Exercise brief: Edit the rows from the line with "Kindly outline every instance of the blurred" up to and including the last line of the rows, replacing "rings" with "loops" and changing nothing else. Reproduce only those lines, leaving out the pictures.

Working data:
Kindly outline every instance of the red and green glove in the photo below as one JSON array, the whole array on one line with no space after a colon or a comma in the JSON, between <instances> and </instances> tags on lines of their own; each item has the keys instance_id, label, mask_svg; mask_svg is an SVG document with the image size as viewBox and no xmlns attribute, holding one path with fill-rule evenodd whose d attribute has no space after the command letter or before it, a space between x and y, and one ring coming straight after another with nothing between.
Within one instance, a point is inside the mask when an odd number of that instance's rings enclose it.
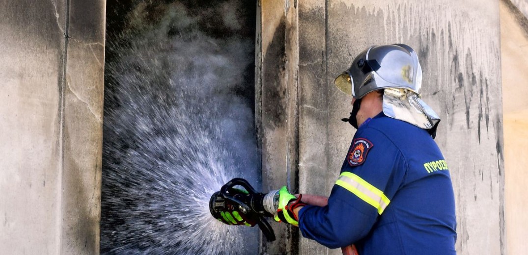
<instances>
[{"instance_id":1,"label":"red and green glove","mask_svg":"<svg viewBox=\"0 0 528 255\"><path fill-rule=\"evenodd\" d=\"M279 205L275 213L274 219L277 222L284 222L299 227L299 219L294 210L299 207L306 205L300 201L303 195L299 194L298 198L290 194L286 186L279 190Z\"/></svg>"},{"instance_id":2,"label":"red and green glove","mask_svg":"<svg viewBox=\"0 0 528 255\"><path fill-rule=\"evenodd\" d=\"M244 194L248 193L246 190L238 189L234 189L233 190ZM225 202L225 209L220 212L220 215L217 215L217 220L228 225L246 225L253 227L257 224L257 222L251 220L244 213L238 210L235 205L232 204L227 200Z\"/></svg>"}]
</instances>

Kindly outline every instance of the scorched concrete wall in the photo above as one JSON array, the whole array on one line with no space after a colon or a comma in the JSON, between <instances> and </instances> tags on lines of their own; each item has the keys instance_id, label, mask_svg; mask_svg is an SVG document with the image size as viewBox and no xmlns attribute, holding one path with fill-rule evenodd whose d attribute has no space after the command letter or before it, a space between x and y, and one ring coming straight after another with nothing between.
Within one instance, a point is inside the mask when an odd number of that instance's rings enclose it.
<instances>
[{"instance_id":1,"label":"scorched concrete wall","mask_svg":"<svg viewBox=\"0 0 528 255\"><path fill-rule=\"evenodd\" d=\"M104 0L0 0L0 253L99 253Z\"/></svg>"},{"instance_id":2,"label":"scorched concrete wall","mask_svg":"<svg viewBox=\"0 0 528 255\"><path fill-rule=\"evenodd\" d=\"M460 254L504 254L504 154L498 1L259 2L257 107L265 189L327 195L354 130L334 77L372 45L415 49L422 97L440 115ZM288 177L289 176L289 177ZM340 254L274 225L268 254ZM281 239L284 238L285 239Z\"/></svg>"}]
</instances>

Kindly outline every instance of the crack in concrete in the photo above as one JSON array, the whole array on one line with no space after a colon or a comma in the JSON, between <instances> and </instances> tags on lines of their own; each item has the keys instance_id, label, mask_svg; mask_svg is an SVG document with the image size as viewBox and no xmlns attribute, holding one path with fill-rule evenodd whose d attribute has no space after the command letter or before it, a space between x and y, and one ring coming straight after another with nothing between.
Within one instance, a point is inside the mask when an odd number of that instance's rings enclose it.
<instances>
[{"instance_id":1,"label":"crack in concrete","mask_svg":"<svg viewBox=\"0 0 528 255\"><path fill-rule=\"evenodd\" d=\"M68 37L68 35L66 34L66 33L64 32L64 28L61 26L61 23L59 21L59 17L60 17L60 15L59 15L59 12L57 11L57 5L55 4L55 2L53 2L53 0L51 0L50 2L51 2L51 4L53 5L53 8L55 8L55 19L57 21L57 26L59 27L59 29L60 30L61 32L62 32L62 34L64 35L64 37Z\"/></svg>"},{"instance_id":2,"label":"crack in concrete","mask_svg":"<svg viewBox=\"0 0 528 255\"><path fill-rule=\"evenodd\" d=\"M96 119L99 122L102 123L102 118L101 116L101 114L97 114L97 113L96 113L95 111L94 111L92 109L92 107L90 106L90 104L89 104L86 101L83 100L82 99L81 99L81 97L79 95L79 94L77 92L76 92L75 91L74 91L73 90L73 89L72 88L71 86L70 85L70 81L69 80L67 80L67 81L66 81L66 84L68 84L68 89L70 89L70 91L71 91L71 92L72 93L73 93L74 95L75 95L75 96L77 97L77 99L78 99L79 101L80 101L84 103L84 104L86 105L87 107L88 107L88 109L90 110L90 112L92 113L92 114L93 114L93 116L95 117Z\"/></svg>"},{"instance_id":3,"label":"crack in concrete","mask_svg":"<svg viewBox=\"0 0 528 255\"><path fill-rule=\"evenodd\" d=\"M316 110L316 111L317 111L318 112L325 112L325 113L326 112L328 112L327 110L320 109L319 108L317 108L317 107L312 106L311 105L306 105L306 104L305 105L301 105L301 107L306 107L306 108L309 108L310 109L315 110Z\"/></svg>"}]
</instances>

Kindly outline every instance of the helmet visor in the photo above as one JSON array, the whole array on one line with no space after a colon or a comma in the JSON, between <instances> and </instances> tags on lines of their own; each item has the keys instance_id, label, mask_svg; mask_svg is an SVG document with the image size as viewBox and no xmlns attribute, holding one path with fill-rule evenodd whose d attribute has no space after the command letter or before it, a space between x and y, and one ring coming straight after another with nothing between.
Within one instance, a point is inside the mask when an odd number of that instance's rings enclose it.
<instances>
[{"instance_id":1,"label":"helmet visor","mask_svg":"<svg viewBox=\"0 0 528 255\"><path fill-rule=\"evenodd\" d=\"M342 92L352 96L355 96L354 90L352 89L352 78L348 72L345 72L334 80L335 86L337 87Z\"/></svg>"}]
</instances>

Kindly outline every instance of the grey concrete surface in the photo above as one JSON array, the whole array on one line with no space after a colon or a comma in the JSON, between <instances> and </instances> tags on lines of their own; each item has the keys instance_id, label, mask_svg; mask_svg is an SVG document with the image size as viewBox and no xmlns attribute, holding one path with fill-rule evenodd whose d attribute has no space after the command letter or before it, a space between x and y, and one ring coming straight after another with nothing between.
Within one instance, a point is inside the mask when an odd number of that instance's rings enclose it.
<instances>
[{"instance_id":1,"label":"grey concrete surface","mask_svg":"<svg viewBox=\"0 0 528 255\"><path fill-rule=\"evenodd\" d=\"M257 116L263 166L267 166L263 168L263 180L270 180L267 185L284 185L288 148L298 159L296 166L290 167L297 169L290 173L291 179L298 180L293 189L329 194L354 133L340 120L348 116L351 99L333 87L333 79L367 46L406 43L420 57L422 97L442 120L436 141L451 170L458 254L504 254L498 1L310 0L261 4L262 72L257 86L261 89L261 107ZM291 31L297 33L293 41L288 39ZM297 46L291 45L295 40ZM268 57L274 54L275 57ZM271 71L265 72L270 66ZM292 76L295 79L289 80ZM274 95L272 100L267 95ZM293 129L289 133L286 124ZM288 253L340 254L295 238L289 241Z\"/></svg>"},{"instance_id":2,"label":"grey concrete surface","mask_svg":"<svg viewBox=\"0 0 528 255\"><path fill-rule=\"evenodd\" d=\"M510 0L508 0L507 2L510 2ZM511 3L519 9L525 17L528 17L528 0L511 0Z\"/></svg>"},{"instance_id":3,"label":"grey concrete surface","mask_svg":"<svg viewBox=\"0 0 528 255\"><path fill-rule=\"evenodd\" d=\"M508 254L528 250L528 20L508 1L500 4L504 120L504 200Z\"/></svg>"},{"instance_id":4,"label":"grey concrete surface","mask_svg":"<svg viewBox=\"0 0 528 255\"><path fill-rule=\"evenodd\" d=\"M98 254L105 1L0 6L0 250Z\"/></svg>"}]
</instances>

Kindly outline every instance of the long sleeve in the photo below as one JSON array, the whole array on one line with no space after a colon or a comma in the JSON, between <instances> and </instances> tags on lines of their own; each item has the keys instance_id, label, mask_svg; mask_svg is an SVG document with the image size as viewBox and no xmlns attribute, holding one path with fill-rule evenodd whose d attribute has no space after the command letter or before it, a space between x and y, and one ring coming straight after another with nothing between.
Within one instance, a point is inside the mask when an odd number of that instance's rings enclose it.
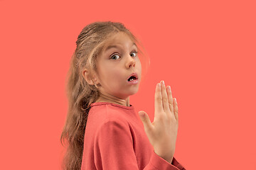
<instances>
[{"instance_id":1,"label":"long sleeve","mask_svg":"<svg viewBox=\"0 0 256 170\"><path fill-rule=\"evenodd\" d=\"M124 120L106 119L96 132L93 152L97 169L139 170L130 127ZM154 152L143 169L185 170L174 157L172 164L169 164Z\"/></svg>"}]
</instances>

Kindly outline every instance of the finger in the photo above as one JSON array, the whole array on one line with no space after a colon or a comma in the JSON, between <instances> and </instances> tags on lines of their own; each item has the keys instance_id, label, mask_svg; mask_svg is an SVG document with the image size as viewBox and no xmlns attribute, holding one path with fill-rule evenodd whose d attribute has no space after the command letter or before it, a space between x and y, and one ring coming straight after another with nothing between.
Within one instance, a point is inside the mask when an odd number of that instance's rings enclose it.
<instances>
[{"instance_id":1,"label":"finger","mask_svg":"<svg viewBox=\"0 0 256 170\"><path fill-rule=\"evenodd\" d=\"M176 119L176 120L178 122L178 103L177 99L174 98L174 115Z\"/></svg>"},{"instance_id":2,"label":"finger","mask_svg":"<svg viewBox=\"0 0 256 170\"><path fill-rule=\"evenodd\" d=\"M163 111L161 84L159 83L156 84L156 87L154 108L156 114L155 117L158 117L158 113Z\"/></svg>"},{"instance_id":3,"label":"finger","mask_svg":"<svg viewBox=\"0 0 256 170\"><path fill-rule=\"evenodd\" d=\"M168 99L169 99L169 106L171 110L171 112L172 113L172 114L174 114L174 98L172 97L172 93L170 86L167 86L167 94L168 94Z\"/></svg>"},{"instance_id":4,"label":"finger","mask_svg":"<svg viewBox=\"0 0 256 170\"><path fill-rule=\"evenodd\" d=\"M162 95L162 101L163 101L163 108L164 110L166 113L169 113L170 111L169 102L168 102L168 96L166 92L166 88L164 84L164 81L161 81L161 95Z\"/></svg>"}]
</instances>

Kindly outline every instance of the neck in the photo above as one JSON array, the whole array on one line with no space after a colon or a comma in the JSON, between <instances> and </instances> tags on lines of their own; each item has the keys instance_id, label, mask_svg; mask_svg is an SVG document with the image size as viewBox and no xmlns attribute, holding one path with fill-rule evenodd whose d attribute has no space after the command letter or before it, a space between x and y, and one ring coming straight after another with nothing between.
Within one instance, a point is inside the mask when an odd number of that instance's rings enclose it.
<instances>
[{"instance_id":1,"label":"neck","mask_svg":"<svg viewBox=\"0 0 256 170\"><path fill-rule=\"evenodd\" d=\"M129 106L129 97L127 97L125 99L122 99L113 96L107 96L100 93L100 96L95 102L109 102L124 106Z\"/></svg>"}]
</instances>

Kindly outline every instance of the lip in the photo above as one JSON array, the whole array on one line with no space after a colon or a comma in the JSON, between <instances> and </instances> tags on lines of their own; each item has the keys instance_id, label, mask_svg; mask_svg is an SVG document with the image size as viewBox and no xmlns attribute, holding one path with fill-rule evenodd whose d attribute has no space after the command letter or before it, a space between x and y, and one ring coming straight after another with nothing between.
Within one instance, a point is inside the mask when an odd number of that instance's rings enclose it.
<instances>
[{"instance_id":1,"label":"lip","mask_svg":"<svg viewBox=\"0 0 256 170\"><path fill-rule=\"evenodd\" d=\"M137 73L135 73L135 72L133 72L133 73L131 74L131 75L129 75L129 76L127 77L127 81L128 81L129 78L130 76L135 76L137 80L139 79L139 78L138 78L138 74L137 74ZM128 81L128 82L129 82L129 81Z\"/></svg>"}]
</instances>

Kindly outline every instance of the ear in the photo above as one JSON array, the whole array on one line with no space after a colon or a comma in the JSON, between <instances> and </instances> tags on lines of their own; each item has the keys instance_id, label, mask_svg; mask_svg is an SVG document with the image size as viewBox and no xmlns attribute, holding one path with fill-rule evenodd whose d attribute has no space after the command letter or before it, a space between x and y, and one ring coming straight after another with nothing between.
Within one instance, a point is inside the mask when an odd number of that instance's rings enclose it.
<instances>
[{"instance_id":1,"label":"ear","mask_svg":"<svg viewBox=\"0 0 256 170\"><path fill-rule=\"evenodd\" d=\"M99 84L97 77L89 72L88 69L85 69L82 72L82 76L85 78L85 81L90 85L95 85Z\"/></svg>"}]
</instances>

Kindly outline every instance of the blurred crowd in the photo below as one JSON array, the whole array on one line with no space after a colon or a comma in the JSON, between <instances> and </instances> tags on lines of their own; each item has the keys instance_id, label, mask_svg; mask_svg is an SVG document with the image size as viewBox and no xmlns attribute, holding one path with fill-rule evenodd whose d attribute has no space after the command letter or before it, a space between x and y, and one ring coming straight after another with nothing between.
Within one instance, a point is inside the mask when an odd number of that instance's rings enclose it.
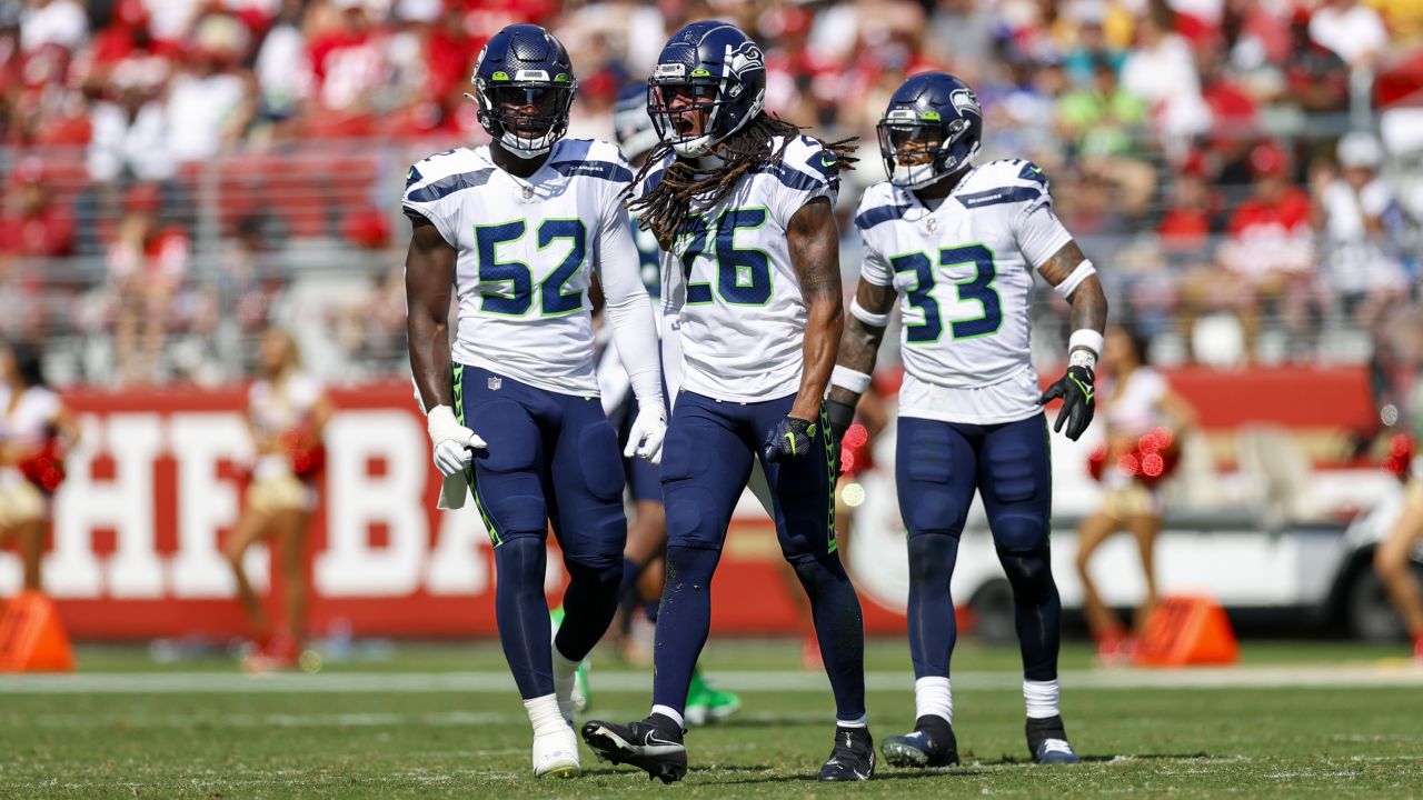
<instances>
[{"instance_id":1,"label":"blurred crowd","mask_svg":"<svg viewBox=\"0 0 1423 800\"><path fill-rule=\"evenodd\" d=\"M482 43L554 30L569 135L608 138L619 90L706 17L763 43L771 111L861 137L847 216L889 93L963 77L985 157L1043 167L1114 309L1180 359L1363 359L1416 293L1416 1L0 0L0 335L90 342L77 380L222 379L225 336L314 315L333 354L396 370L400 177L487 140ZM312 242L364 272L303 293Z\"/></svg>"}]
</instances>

Finished answer:
Kindly outline every instance of the blurred crowd in the photo below as one JSON array, the whole array on one line with no space after a colon or a comma in the JSON, between <instances> and </instances> tags on lines of their own; each item has the keys instance_id, label, mask_svg; mask_svg is an SVG document with the image size as viewBox and no xmlns attribute, holding one path with fill-rule evenodd whose d attribute has no space after the command letter or before it, a space between x and y, and one ring coming straight after another with nothing between.
Within one instance, a point is inside the mask when an odd number of that instance's loops enclose it.
<instances>
[{"instance_id":1,"label":"blurred crowd","mask_svg":"<svg viewBox=\"0 0 1423 800\"><path fill-rule=\"evenodd\" d=\"M482 43L554 30L569 135L608 138L619 90L706 17L763 43L771 111L861 137L847 216L889 93L963 77L985 157L1043 167L1114 309L1180 359L1363 359L1416 293L1416 1L0 0L0 335L90 342L77 380L222 379L225 336L314 315L333 354L396 370L400 177L487 140ZM312 242L364 272L303 293Z\"/></svg>"}]
</instances>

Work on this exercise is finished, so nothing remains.